- Exercise
Nothing but the lines from the one containing "Practice. Locate the mashed" through the last line of the entries should appear in the output, each verbatim.

- Records to process
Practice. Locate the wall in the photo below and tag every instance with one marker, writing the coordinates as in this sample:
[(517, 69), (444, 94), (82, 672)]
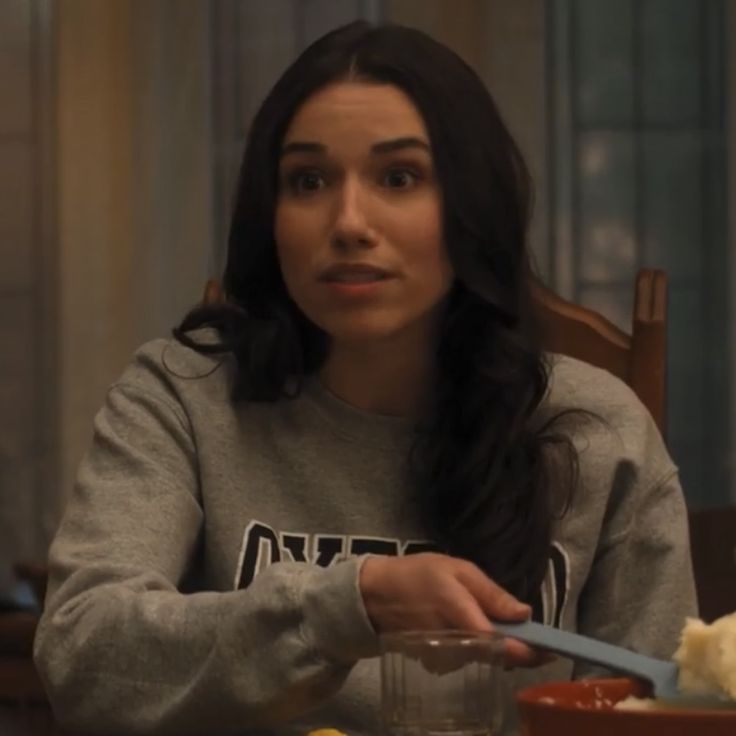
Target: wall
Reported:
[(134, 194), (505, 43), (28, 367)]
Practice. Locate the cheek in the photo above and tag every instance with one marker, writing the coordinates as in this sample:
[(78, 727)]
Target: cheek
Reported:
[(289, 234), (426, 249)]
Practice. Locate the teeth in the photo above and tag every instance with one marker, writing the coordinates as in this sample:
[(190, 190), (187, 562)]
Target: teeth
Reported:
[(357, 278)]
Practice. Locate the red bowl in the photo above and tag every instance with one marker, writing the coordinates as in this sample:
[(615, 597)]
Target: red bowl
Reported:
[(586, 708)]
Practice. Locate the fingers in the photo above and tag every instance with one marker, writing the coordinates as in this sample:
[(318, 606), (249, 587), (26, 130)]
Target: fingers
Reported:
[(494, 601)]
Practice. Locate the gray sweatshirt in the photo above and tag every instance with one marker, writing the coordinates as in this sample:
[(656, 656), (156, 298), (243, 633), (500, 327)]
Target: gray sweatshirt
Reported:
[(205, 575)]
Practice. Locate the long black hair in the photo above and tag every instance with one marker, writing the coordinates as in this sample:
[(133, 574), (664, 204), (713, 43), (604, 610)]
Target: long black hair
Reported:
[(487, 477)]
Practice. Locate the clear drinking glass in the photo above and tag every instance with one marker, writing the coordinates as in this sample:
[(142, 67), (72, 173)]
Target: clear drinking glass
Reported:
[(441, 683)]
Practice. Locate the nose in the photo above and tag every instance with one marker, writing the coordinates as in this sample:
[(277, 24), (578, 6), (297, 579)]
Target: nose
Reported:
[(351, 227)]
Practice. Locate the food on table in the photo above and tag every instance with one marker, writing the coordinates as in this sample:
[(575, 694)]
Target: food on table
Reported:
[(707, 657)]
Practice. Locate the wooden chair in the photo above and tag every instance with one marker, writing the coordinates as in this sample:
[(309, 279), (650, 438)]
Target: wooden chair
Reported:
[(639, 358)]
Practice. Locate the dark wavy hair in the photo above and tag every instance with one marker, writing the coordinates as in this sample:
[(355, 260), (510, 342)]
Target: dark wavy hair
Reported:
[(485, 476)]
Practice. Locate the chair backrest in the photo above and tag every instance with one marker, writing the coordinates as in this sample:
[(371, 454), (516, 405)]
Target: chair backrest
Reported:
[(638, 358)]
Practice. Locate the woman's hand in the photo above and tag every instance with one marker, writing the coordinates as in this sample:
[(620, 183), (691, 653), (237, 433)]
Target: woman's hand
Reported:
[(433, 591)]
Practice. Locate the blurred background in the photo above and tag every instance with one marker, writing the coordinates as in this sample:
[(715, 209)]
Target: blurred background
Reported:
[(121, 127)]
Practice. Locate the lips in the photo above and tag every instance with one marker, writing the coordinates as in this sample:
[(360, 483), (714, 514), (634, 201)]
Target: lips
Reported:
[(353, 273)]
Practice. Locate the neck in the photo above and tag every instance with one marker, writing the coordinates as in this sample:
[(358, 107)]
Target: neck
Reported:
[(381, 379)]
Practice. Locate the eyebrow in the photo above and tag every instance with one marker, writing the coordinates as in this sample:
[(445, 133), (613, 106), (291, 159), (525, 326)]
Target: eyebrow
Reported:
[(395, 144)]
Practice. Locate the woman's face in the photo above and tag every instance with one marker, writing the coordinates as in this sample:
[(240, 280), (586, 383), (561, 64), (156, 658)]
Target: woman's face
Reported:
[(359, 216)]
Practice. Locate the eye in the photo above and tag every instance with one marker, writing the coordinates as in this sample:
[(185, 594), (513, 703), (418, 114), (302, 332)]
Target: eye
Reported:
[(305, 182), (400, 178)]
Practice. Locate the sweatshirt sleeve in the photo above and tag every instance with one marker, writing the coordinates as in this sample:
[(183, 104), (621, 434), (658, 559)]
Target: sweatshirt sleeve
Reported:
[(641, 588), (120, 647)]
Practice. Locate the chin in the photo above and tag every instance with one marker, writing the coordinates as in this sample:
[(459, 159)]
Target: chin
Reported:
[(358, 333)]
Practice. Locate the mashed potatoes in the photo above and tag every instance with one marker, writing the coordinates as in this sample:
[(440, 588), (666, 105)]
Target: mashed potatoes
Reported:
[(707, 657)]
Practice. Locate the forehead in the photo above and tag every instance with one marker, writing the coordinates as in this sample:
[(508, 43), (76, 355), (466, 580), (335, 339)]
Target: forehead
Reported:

- Finished task
Practice. Locate the mashed potatoes in the photo above and tag every instance with one marker, writing the coordinates as in this sample:
[(440, 588), (666, 105)]
Target: mashed potatoes
Reported:
[(707, 657)]
Practice. Locate the forehead in the photo above and tag every instance with one marker, writing the coordinates as in this sample:
[(508, 43), (76, 355), (466, 580), (335, 339)]
Target: forehead
Reported:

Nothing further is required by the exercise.